Passage
Girl You Know It's True is a 1989 album that served as the North American debut of German contemporary R&B duo Milli Vanilli. It is a version of Milli Vanilli's Europe-only release All or Nothing reconfigured and repackaged for the US market.

The album was a major success in the USA, producing five singles that entered the top 5 of the Billboard Hot 100, three of which reached the top position. In January 1990, Girl You Know It's True was certified 6× platinum by the RIAA after spending seven weeks atop the Billboard Top 200. Additionally, the album spent 41 weeks within the top 10 of the Billboard Top 200 and 78 weeks within the charts overall. The album was also certified Diamond in Canada, denoting shipments of over one million units. The success of the album earned the duo a Grammy Award for Best New Artist on February 22, 1990.

On November 16, 1990, Los Angeles Times freelancer Chuck Philips reported that the group, which consisted of reputed vocalists Rob Pilatus and Fab Morvan, did not sing a single note on the album. Arista Records dropped the act from its roster and deleted their album and its masters from their catalog, making it one of the largest-selling albums to ever be deleted. In addition to this, their Grammy Award was revoked, marking the first time a Grammy was ever rescinded from an artist.

What this exercise asks
a - In the Milli Vanilli text, how many weeks did the album spend atop the Billboard Top 200?
b - Please locate every line in the records that contains the word "animal". Case counts.

Provided records
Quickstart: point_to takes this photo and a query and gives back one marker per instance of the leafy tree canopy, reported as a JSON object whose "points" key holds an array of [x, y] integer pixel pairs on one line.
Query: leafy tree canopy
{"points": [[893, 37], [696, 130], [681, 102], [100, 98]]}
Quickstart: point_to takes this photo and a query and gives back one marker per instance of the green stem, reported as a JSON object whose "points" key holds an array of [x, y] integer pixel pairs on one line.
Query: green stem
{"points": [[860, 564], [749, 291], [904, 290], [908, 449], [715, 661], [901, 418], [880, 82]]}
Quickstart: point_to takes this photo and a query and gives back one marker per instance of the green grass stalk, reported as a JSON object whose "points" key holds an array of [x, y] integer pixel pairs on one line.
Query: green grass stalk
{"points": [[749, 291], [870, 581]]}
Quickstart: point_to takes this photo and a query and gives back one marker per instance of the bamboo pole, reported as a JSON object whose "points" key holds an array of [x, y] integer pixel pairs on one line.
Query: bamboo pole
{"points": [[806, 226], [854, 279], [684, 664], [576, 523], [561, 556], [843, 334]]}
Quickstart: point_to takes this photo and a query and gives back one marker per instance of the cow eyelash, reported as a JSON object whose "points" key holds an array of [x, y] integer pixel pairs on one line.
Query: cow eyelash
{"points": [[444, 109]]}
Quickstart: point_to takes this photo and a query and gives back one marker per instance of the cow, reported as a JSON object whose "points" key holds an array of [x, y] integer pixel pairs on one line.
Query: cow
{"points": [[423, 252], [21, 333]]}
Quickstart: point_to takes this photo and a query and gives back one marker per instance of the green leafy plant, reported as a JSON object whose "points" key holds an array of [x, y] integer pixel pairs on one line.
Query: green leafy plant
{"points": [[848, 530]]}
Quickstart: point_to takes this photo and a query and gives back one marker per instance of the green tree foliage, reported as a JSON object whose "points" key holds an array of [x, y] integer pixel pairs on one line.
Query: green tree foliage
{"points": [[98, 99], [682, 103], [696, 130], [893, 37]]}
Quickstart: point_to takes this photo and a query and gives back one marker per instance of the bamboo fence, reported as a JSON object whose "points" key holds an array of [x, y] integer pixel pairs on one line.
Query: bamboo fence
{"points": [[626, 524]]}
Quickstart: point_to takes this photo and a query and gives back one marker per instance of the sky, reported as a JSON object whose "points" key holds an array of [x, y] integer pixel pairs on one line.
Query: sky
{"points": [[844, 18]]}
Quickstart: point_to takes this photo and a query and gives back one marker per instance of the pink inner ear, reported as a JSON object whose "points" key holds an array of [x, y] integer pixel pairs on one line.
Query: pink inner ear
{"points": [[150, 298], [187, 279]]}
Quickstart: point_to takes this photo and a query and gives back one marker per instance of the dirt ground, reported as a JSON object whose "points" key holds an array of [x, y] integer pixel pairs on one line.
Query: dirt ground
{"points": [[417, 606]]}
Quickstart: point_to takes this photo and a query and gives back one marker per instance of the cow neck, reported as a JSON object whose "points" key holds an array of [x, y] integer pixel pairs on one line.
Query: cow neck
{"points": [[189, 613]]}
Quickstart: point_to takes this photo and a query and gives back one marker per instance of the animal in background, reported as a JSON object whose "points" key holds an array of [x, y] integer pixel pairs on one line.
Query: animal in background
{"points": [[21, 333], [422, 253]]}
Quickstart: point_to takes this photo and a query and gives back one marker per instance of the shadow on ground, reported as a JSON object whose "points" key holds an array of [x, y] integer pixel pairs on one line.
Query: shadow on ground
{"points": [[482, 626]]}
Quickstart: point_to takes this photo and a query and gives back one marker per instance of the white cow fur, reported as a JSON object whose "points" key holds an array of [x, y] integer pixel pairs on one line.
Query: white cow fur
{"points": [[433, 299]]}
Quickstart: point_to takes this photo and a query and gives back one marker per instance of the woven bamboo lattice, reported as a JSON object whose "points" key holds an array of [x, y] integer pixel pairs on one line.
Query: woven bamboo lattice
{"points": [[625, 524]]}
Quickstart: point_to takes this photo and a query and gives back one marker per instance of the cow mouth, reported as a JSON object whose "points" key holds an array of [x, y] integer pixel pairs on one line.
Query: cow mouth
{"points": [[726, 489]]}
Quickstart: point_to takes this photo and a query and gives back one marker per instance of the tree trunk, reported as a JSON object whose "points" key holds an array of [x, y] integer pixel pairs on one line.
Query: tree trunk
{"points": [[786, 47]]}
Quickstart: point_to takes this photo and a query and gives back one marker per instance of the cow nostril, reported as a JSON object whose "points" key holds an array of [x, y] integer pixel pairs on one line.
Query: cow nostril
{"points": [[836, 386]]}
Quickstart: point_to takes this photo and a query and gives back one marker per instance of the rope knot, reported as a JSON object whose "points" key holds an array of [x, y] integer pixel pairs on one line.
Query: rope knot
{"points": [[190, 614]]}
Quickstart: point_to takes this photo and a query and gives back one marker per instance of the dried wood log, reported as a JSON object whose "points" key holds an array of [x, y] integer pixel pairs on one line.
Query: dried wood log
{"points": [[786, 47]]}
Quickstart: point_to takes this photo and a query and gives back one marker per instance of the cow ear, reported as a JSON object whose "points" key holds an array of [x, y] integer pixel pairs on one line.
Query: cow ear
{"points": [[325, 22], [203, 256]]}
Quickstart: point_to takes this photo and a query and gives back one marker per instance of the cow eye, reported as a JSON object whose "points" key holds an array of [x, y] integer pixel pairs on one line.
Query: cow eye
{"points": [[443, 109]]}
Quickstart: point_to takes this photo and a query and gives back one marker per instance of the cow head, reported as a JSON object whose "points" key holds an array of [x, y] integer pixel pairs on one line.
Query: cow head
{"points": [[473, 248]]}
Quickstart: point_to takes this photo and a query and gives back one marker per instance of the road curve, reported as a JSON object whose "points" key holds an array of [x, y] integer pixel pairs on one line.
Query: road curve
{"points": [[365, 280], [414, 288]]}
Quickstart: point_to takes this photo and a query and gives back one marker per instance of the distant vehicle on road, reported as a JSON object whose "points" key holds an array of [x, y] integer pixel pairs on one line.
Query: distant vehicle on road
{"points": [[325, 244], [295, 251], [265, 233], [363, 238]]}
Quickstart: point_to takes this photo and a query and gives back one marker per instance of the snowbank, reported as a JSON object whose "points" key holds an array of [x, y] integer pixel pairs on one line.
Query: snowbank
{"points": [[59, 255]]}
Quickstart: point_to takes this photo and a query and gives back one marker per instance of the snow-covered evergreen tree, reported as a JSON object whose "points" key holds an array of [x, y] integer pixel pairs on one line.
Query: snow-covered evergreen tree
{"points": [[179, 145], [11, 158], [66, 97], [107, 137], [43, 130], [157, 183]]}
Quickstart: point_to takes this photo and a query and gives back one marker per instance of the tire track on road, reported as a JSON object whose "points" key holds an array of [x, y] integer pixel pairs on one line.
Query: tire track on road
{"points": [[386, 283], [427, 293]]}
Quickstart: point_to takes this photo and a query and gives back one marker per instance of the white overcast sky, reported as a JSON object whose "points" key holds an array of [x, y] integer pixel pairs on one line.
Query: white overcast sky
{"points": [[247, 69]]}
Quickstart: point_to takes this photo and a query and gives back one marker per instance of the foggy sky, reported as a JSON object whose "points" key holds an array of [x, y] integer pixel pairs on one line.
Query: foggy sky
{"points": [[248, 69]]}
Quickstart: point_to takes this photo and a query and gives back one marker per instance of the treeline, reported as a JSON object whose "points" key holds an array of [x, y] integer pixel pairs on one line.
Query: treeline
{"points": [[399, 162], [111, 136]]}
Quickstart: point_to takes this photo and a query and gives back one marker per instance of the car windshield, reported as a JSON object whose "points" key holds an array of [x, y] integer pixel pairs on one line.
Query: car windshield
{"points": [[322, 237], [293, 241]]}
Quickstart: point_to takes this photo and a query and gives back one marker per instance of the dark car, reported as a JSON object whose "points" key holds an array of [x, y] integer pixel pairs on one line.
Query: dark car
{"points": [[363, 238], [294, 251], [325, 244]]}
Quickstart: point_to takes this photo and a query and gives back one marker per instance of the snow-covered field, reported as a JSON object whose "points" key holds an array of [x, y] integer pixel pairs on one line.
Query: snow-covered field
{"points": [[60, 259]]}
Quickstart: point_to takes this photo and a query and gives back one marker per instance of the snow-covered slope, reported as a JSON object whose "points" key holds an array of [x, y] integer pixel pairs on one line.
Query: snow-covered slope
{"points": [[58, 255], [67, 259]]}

Outputs for the tasks
a - Seven weeks.

b -
Quickstart: point_to takes this photo and a query and gives back one marker per instance of the animal in background, reported as a JSON object whose "points" key holds an array of [x, y] integer pixel pairs on one line.
Query: animal in background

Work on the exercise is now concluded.